## WHAT IS BEING ASKED
From the line containing "point: the white snow, one" through the last line of the data, both ends included, write out every line exactly; omit the pictures.
-- INPUT follows --
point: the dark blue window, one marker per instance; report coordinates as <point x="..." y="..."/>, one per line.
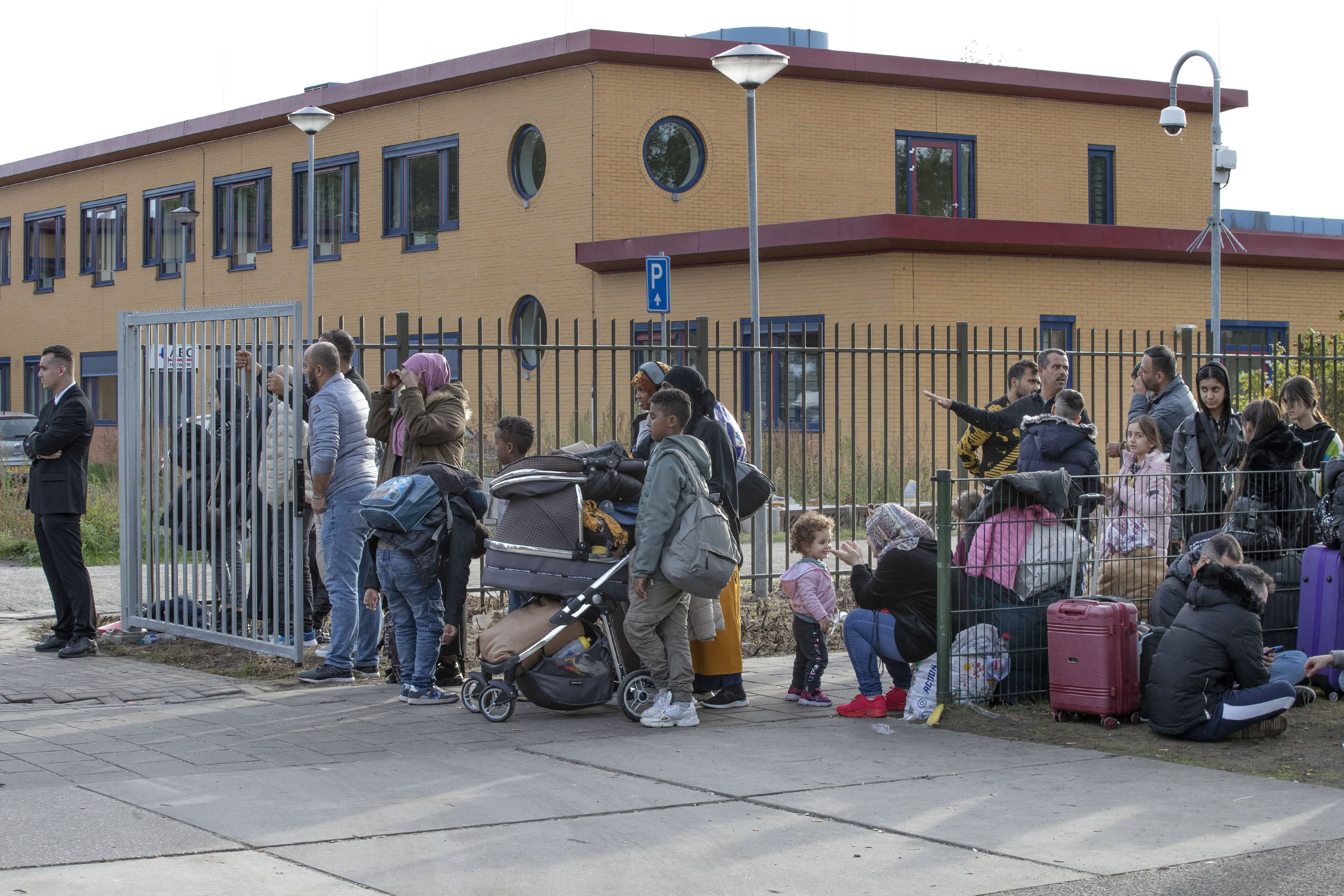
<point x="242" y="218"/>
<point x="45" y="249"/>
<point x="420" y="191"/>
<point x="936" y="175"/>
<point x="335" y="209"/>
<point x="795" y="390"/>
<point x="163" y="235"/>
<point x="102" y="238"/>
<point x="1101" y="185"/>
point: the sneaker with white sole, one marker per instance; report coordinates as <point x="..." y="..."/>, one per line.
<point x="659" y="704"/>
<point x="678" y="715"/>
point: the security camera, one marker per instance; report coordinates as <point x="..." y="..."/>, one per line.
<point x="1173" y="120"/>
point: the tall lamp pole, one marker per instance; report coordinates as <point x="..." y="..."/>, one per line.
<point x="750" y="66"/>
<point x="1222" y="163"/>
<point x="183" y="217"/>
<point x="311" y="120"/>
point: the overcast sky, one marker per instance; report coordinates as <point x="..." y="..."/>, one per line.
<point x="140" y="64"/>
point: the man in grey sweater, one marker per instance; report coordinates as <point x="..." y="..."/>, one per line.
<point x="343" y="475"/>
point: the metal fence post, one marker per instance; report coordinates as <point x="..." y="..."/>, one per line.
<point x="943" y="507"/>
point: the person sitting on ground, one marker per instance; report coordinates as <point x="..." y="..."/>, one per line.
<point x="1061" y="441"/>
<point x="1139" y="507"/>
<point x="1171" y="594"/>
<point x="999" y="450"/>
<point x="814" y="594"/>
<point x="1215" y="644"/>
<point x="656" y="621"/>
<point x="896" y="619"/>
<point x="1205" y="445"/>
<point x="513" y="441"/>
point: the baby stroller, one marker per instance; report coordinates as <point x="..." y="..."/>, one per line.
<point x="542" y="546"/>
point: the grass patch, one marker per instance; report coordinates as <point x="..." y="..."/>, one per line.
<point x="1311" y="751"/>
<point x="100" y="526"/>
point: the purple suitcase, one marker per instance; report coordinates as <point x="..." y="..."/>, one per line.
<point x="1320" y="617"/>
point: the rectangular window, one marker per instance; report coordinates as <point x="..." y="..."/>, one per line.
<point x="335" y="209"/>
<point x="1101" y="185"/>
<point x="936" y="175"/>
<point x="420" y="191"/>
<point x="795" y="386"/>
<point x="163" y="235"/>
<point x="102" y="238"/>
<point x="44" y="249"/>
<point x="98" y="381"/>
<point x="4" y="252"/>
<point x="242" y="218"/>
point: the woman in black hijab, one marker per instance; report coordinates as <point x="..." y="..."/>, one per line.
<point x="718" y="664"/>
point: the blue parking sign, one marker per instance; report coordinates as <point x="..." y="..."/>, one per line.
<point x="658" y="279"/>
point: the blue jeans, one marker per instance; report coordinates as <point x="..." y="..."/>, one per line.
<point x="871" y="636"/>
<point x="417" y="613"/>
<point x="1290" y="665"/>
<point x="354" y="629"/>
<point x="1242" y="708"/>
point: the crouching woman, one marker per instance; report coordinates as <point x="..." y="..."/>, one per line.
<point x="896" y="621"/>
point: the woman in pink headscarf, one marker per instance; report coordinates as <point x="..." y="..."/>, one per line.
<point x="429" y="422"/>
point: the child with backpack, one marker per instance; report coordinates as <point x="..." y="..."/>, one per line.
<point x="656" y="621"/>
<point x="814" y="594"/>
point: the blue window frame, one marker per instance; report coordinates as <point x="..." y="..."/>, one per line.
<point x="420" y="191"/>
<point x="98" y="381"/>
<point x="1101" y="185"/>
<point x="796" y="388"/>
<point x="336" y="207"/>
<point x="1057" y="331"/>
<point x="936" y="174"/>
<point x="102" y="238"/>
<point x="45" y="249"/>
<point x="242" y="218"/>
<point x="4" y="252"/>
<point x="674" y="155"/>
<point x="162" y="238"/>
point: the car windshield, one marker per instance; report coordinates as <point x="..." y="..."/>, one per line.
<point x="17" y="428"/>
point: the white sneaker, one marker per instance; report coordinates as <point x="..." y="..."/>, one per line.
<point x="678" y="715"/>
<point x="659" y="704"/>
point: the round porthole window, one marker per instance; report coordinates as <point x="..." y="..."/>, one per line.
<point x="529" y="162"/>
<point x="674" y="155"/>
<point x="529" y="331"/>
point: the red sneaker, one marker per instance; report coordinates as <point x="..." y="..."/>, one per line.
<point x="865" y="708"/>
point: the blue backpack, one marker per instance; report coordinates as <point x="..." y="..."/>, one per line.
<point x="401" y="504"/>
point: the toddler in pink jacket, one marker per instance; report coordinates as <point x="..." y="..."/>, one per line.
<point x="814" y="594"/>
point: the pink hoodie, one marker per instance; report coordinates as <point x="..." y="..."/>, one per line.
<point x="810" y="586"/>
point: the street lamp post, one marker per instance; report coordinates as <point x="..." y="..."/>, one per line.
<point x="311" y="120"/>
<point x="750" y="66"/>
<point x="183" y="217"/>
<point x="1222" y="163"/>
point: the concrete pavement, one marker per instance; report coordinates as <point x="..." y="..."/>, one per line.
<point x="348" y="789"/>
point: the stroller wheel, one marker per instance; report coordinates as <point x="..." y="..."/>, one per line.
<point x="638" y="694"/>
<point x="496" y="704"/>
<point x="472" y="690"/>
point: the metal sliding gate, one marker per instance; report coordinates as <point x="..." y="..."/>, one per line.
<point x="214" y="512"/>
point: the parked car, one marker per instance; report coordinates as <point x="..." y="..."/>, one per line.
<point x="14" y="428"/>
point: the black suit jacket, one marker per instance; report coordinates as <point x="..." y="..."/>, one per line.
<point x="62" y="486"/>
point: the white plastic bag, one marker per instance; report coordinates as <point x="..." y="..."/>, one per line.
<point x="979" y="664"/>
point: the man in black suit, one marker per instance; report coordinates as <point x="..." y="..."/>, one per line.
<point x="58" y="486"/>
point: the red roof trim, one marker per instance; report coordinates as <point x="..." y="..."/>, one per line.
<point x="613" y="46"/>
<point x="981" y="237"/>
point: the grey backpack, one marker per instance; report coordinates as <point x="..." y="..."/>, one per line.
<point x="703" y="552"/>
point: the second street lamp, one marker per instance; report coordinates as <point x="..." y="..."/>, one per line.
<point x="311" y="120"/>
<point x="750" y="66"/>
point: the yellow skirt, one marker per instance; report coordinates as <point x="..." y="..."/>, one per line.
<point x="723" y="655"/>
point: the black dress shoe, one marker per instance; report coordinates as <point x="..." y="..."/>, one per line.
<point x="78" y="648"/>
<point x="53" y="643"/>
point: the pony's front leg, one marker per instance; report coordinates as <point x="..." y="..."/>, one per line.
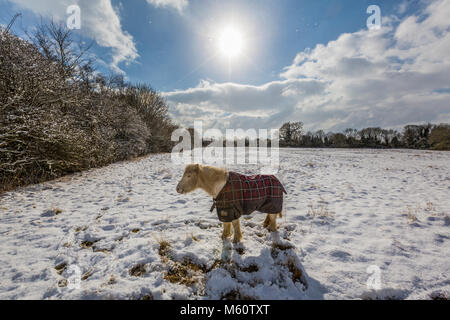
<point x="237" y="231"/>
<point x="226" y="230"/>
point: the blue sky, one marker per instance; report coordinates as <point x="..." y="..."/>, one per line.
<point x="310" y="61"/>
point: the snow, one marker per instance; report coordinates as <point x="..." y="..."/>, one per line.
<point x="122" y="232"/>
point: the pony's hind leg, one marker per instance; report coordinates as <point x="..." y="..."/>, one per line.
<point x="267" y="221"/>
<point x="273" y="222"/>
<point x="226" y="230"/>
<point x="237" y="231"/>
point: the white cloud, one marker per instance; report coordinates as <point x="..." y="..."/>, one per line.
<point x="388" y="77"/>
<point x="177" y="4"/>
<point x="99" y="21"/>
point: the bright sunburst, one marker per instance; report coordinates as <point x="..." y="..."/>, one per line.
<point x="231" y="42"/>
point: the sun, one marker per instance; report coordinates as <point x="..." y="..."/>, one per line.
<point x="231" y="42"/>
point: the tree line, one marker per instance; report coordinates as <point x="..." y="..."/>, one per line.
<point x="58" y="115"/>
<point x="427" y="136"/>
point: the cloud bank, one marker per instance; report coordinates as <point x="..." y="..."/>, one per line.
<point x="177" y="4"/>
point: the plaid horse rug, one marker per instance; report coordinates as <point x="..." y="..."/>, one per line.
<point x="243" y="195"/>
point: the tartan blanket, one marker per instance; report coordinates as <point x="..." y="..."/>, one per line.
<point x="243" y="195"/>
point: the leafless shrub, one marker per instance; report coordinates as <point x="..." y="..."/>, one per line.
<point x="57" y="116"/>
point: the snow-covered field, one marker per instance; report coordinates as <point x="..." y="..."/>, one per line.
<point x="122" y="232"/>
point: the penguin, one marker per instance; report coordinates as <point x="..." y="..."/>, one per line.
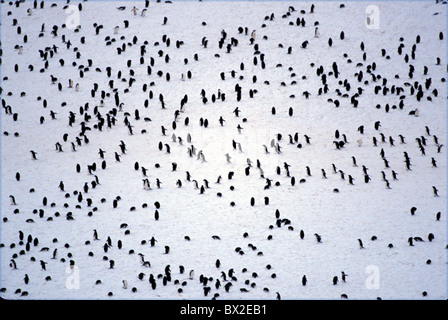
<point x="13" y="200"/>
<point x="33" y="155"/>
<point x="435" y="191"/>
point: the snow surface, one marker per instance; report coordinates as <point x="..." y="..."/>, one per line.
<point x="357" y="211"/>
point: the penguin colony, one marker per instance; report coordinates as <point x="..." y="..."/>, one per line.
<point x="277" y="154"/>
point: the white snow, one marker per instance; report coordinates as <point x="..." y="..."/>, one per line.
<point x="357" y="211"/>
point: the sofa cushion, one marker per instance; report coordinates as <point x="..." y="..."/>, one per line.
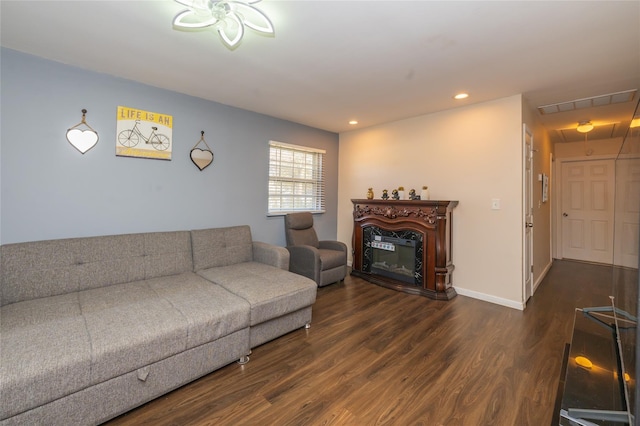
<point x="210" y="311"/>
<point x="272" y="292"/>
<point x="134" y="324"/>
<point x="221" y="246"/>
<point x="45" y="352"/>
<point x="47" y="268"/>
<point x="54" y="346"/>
-- INPUT concluded --
## REPLY TO THE EXERCISE
point: the white snow, one marker per instance; report coordinates as <point x="..." y="..."/>, one per line.
<point x="357" y="211"/>
point: the sofa cushion, one marker per instance; report coordinates as <point x="..." y="..."/>, one per line.
<point x="210" y="311"/>
<point x="272" y="292"/>
<point x="134" y="324"/>
<point x="221" y="246"/>
<point x="45" y="352"/>
<point x="47" y="268"/>
<point x="54" y="346"/>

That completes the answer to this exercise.